▸ **ROWS**:
┌──
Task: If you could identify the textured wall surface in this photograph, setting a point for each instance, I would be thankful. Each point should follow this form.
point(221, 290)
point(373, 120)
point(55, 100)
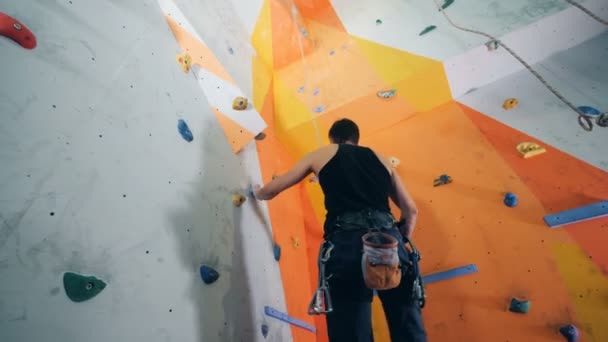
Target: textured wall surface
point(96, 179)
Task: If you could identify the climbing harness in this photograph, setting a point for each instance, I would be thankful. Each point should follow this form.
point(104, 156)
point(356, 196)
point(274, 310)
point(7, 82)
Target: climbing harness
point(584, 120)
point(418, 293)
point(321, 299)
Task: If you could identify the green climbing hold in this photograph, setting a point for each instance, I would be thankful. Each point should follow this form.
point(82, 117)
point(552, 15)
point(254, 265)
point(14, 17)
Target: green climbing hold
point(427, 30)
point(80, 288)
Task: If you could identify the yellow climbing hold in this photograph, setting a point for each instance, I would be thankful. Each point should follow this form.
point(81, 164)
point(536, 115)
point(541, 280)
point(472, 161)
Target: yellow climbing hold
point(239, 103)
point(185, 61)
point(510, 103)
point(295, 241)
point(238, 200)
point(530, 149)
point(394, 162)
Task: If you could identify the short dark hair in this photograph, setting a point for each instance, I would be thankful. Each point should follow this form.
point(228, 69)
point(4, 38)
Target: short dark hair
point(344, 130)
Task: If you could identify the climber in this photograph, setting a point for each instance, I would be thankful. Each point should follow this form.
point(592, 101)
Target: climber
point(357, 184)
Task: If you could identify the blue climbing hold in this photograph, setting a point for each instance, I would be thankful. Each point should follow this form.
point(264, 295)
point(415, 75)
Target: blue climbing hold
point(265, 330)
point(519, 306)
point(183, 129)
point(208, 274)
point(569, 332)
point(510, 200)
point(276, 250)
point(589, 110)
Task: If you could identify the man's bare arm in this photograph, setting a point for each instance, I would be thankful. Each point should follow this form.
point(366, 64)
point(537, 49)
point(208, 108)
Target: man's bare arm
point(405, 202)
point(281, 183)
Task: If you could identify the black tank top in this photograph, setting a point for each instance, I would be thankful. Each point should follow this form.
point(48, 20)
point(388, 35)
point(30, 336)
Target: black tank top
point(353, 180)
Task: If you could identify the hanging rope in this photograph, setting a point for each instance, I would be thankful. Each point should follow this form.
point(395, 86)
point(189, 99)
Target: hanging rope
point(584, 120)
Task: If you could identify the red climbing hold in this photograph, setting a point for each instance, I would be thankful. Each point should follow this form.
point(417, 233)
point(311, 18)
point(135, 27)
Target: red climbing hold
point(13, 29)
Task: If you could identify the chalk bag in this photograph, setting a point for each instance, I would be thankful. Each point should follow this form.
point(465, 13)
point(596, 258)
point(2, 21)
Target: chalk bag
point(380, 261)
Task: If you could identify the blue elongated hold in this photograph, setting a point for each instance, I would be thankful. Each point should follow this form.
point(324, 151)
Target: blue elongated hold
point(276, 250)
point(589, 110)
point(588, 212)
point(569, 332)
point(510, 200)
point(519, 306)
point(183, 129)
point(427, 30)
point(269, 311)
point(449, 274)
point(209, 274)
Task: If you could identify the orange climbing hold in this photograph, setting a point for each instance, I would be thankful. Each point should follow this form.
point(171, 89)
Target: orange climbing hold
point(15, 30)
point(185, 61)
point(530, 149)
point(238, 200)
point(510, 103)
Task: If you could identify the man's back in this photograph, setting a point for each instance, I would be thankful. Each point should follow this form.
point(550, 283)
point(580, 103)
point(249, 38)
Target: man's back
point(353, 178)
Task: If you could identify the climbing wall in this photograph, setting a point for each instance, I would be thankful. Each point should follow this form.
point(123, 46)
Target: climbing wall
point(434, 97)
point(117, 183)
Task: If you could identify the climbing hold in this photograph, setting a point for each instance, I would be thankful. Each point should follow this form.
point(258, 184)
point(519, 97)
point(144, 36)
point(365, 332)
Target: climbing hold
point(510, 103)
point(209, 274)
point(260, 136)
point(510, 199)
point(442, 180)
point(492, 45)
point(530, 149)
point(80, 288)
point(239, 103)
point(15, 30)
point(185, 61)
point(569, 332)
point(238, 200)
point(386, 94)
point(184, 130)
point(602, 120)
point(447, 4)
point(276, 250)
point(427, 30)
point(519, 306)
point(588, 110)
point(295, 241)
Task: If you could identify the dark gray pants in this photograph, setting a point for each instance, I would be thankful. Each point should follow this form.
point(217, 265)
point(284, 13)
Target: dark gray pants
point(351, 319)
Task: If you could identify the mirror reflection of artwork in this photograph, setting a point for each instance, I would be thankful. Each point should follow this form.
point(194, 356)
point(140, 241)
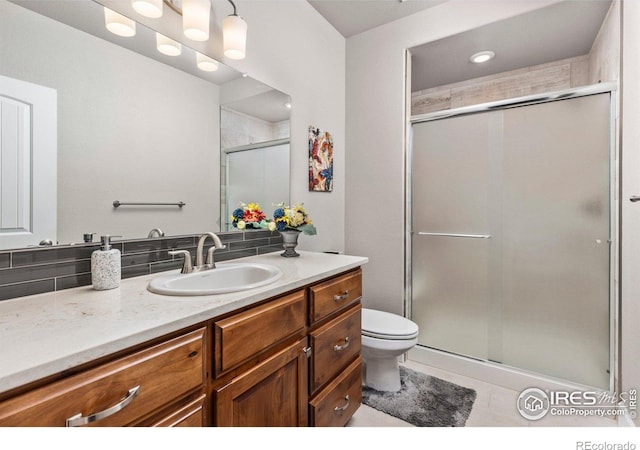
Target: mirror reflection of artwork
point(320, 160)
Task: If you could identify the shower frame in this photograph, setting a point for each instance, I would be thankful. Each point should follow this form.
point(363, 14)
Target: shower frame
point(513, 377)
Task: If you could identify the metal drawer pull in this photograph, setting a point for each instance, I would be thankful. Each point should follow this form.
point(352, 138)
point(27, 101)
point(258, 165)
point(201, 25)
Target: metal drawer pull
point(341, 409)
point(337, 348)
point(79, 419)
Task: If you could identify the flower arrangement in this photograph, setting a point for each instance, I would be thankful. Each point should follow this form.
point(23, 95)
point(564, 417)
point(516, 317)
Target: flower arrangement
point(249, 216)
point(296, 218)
└──
▸ **STATED PROBLEM**:
Repeat the entries word for word, beginning at the line that contains "Task: If you could identify the climbing hold" and stopping after the last line of the entries. Leave the pictures out of your answer.

▸ **RESPONSE TO THE EXERCISE**:
Task: If you could identify the climbing hold in this photograph, setting a point for each instance, I would be thankful. Each point should follow this form.
point(258, 184)
point(519, 97)
point(144, 36)
point(365, 332)
Target: climbing hold
point(510, 103)
point(209, 274)
point(260, 136)
point(510, 199)
point(442, 180)
point(492, 45)
point(530, 149)
point(80, 288)
point(239, 103)
point(15, 30)
point(185, 61)
point(569, 332)
point(238, 200)
point(386, 94)
point(184, 130)
point(602, 120)
point(447, 4)
point(276, 250)
point(427, 30)
point(519, 306)
point(588, 110)
point(295, 241)
Task: If you could identify the dark gray pants in this photograph, setting a point for each instance, I would be thankful. Each point should follow this form.
point(217, 265)
point(284, 13)
Target: dark gray pants
point(351, 319)
Task: If you could identify the mirror reflection of artwork in this photograph, setting a point for each instance, I would be thankful. Each point should follow this form.
point(194, 356)
point(140, 241)
Target: mirror reflection of artwork
point(320, 160)
Task: If you could identify the shower frame in this photograph, setting a point for each instance, I would be thankful. Each point should follow this form.
point(363, 14)
Target: shower frame
point(513, 377)
Task: If you could identify the metal drawer pull in this photograph, setting a point for each instance, I would be thankful. Each point should follow this form.
point(352, 138)
point(27, 101)
point(258, 165)
point(201, 25)
Target: metal drawer pull
point(341, 409)
point(337, 348)
point(79, 419)
Task: If you could identify the flower arrangement in this photograph, setting a point for each instance, I would be thankful. Each point should follow this form.
point(23, 95)
point(564, 417)
point(516, 317)
Target: flower arrangement
point(249, 216)
point(296, 218)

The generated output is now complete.